Aim of the exercise —
Show, in full, each line of the data that contains "hand".

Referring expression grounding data
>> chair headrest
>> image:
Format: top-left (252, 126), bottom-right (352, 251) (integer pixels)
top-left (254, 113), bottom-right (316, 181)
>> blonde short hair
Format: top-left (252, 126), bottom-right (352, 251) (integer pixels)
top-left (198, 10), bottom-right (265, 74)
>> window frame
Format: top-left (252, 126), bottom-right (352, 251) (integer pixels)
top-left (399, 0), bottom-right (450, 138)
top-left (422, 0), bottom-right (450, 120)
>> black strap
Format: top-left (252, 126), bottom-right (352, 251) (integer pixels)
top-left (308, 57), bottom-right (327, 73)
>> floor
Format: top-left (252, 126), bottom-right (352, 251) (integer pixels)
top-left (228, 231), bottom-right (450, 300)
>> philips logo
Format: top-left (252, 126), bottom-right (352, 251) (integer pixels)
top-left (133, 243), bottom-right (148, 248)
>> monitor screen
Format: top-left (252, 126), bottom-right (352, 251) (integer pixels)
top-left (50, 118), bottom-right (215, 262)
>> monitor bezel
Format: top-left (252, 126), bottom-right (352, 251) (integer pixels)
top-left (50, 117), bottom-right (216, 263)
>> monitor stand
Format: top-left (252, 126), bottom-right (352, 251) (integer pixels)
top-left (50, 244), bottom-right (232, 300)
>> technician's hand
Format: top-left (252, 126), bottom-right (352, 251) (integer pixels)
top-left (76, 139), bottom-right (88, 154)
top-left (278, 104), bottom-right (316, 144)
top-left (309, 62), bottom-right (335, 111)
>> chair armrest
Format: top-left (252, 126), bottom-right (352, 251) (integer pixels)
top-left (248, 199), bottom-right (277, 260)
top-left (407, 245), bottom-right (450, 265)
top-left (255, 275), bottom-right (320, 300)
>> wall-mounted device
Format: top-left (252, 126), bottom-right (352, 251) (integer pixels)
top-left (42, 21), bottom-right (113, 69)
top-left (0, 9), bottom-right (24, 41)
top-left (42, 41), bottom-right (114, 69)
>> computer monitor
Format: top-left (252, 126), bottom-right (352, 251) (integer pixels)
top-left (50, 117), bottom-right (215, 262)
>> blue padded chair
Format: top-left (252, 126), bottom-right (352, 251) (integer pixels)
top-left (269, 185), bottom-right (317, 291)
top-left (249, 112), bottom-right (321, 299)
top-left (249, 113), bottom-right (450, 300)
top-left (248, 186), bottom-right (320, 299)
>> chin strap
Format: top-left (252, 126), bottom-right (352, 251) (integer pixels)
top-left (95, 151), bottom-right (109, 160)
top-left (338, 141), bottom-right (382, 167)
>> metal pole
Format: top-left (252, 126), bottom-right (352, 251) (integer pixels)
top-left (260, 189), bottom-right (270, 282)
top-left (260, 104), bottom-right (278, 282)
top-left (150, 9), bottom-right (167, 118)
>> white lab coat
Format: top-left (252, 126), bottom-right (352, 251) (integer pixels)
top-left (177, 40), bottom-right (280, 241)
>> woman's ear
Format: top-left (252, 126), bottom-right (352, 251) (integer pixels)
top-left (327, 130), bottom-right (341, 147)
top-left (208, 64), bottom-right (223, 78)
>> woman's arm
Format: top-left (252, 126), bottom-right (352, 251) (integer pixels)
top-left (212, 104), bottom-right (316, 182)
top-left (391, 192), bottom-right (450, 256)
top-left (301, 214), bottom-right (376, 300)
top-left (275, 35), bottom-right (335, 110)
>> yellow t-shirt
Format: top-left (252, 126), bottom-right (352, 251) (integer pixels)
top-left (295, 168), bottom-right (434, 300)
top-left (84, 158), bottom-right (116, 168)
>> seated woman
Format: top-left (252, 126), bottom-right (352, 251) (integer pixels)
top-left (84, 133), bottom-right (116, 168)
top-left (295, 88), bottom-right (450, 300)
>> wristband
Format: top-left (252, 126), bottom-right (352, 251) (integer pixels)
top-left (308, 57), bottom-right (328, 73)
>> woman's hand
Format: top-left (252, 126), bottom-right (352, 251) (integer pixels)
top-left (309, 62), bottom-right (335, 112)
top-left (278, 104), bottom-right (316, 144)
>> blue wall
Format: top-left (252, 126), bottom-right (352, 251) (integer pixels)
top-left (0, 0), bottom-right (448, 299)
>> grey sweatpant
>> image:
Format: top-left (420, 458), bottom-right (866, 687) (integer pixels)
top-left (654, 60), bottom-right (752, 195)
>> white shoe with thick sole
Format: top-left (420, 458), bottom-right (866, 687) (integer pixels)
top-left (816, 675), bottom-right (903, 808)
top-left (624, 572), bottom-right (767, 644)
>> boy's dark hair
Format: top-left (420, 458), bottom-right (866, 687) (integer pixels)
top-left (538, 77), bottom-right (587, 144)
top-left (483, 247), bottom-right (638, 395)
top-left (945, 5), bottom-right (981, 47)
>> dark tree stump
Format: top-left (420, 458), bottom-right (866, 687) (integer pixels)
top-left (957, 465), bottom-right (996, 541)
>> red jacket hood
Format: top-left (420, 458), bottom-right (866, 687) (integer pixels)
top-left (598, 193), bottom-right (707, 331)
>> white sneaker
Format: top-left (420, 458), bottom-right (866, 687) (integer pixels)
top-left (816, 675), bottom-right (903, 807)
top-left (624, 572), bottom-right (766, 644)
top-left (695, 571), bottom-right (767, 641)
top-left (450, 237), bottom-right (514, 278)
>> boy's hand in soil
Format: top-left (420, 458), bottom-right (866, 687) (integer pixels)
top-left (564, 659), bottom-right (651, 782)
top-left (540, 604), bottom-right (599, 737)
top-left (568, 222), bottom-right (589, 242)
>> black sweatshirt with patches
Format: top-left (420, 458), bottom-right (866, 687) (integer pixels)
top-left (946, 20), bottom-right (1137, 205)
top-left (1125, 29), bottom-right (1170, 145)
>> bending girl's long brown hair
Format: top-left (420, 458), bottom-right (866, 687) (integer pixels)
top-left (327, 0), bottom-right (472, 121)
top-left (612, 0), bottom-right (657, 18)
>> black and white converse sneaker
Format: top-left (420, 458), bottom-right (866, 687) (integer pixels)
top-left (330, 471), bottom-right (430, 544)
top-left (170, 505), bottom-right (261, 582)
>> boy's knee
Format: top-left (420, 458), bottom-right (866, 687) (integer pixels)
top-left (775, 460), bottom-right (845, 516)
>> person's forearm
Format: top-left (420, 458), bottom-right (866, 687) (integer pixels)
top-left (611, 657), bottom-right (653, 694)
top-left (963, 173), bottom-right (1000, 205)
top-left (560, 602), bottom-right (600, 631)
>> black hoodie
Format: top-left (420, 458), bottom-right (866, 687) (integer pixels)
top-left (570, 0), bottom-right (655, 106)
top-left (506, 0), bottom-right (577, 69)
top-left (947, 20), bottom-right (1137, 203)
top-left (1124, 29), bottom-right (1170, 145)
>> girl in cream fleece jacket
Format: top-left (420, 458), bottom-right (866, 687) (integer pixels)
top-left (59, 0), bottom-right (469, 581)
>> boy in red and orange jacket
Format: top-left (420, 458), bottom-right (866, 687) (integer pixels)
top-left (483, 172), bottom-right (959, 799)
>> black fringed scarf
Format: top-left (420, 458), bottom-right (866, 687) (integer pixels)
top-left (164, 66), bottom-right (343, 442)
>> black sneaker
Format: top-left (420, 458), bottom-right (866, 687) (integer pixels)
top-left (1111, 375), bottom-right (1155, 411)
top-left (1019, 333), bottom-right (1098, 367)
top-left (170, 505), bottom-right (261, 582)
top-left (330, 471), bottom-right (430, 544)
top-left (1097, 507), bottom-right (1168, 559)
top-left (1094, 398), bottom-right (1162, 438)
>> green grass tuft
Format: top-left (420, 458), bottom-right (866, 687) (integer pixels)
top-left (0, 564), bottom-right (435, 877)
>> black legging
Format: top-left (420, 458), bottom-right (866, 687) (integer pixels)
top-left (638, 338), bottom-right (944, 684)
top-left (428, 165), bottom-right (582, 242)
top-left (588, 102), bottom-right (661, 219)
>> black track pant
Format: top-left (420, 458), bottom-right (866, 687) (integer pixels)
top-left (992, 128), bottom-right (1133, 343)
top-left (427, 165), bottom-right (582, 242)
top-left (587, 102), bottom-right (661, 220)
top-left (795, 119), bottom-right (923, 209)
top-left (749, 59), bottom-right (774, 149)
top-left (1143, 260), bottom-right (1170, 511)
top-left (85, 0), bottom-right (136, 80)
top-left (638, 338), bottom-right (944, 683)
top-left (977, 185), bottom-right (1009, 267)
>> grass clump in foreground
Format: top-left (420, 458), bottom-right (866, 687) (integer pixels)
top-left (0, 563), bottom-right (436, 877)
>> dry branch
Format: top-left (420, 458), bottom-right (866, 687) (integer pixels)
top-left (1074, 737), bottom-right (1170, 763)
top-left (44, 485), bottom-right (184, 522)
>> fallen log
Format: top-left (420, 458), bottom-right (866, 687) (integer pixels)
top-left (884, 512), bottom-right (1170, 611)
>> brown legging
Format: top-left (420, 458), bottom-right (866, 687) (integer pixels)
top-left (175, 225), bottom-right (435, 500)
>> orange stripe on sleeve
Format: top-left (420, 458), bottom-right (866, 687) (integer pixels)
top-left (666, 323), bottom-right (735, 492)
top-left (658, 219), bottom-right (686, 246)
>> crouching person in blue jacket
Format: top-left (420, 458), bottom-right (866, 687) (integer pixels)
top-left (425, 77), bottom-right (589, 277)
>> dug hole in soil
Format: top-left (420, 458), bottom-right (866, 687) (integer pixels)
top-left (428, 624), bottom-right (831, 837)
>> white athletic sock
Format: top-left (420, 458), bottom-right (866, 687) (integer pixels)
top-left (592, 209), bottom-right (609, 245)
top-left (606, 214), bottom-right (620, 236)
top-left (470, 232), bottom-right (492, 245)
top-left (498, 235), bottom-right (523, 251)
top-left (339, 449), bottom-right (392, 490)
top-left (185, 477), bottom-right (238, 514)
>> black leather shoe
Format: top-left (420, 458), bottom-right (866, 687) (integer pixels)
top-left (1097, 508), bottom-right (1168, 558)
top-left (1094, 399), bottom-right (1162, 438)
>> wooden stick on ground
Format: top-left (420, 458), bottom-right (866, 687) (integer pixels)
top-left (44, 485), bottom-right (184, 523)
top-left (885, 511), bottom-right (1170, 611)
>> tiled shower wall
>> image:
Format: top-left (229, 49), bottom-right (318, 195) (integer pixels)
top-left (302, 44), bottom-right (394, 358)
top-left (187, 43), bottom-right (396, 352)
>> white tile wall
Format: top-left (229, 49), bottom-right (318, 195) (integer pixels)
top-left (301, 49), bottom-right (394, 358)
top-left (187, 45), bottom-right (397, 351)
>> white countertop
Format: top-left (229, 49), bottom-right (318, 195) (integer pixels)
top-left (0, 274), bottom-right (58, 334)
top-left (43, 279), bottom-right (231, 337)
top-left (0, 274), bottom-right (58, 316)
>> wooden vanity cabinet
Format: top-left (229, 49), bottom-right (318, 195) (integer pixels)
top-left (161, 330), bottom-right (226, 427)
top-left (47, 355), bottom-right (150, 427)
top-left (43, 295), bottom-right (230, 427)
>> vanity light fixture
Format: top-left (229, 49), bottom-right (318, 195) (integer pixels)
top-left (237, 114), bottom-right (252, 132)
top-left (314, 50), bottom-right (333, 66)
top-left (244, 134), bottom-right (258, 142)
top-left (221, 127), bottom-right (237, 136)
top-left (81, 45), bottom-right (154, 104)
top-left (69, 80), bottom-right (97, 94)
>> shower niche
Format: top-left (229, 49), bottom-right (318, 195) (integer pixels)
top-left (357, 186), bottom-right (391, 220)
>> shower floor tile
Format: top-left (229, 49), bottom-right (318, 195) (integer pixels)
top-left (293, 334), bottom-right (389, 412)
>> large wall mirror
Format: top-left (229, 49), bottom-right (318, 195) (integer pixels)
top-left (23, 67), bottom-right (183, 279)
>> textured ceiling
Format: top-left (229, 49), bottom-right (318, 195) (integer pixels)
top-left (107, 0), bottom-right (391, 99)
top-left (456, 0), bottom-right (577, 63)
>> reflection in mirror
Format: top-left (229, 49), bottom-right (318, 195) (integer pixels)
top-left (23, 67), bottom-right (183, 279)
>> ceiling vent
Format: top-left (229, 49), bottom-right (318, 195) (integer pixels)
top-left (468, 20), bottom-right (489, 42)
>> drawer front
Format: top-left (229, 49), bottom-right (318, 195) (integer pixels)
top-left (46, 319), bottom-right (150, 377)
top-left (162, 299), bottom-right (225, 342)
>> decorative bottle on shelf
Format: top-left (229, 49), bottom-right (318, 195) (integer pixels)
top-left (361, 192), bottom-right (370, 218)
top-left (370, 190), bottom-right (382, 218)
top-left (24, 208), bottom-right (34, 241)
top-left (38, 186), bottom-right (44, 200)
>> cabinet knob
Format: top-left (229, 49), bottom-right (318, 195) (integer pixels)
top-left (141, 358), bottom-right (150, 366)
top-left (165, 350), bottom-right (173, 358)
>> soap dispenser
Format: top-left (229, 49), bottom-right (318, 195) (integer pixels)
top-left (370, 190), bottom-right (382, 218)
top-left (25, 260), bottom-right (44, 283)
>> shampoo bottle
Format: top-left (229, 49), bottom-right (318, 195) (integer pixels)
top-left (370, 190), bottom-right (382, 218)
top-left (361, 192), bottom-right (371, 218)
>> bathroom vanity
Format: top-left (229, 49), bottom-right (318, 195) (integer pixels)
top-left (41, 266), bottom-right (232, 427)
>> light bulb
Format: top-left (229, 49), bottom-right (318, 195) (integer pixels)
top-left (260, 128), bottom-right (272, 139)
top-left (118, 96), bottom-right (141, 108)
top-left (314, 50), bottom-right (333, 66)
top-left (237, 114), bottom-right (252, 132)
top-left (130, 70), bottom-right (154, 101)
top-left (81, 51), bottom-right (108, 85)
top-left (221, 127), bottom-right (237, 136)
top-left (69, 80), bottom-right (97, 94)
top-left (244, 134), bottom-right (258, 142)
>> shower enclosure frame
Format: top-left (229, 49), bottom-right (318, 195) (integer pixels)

Exercise output —
>> technician's hand
>> woman's hand
>> boy's hand in soil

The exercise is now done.